Data listing

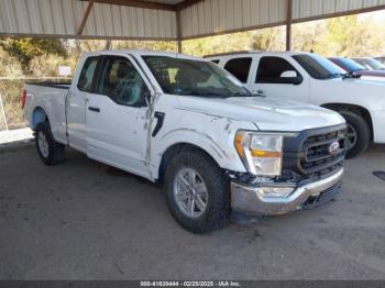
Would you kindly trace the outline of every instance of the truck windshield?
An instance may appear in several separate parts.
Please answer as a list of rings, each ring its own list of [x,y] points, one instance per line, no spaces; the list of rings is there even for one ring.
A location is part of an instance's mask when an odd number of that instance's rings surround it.
[[[334,63],[317,54],[294,55],[293,58],[315,79],[324,80],[345,75]]]
[[[249,97],[252,93],[211,62],[168,56],[142,56],[165,93],[207,98]]]
[[[365,69],[363,66],[349,58],[338,58],[338,62],[340,63],[340,66],[346,71],[360,71]]]

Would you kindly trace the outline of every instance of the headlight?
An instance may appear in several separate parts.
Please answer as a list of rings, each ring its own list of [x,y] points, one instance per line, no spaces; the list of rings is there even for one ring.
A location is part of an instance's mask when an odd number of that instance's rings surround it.
[[[279,176],[283,135],[239,131],[235,148],[248,170],[257,176]]]

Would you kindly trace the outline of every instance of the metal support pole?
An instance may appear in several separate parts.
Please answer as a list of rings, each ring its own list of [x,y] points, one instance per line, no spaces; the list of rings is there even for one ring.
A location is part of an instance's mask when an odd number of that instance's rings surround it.
[[[180,25],[180,11],[176,11],[176,36],[178,38],[178,53],[183,53],[182,47],[182,25]]]
[[[286,51],[292,49],[292,0],[286,0]]]
[[[3,115],[4,122],[6,122],[6,129],[7,129],[7,131],[8,131],[9,128],[8,128],[8,122],[7,122],[7,117],[6,117],[6,110],[4,110],[4,106],[3,106],[3,103],[2,103],[2,97],[1,97],[1,95],[0,95],[0,104],[1,104],[2,115]]]

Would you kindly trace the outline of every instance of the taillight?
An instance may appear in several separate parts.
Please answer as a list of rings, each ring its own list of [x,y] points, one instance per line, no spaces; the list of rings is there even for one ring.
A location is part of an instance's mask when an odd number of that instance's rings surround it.
[[[21,98],[21,108],[24,109],[24,106],[25,106],[25,101],[26,101],[26,90],[24,89],[23,90],[23,96]]]

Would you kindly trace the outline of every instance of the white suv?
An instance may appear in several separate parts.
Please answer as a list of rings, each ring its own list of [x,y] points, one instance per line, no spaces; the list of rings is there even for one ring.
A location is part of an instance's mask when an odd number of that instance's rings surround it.
[[[209,56],[254,93],[310,102],[338,111],[348,122],[348,157],[371,141],[385,143],[385,85],[345,74],[314,53],[246,52]]]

▶ [INSTRUCTIONS FOR THE TASK]
Please update the listing above by replacing "outline" with "contour" everywhere it appears and keeping everything else the same. Leave the pictures out of your answer.

▶ [TASK SOLUTION]
Would you kindly trace the contour of every instance of the truck windshield?
An instance may appear in several separate parts.
Please answer as a list of rings, each ring its own list of [x,y] points, one instance per line, no spaces; the list of rings is there even for one ring.
A location is part of an instance's mask when an odd number of that instance's rings surround it.
[[[334,63],[317,54],[294,55],[293,58],[315,79],[324,80],[345,75]]]
[[[249,97],[252,93],[211,62],[168,56],[142,56],[165,93],[207,98]]]
[[[365,69],[363,66],[349,58],[338,58],[338,62],[340,63],[340,66],[346,71],[360,71]]]

Would you kindly trace the contour of every instance of the headlight?
An instance may appear in several separate parts.
Please answer as a list of rings, each ring its own list of [x,y] points, one instance per line, no spaces; the list of rings is there even for one ring.
A location is part of an instance's mask when an odd number of that instance's rings surround it.
[[[279,176],[283,135],[239,131],[235,148],[248,170],[257,176]]]

Would you kindly trace the contour of every instance of the metal support pole?
An instance may appear in several separate parts.
Please answer as a list of rings, each ring its own list of [x,y] points, one instance per line, no spaces; the list of rings is there even for one ring.
A location is part of an instance's mask when an odd number of that instance's rings surround it.
[[[180,25],[180,11],[176,11],[176,36],[178,38],[178,53],[183,53],[182,47],[182,25]]]
[[[286,51],[292,49],[292,0],[286,0]]]
[[[3,115],[4,122],[6,122],[6,129],[7,129],[7,131],[8,131],[9,128],[8,128],[8,122],[7,122],[7,117],[6,117],[6,110],[4,110],[4,106],[3,106],[3,103],[2,103],[2,97],[1,97],[1,95],[0,95],[0,104],[1,104],[2,115]]]

Would you kindly trace the contour of every instance of the taillight?
An instance may appear in several separate parts.
Please answer as a list of rings, each ring its own list of [x,y] points, one instance per line, no spaces; the list of rings is there even for one ring.
A location is part of an instance's mask when an odd number of that instance's rings surround it.
[[[21,98],[21,108],[24,109],[24,106],[25,106],[25,101],[26,101],[26,90],[24,89],[23,90],[23,96]]]

Would you kindly trace the contour of every instance of the white suv?
An instance may appear in several separate parts.
Please answer as a list of rings, each ring its own list of [x,y] points, one instance per line, no spaces; the list of rings is there even for one ring.
A location is part of an instance's mask when an odd number of that instance's rings surround it.
[[[209,56],[254,93],[310,102],[338,111],[348,122],[348,157],[371,141],[385,143],[385,85],[345,74],[314,53],[246,52]]]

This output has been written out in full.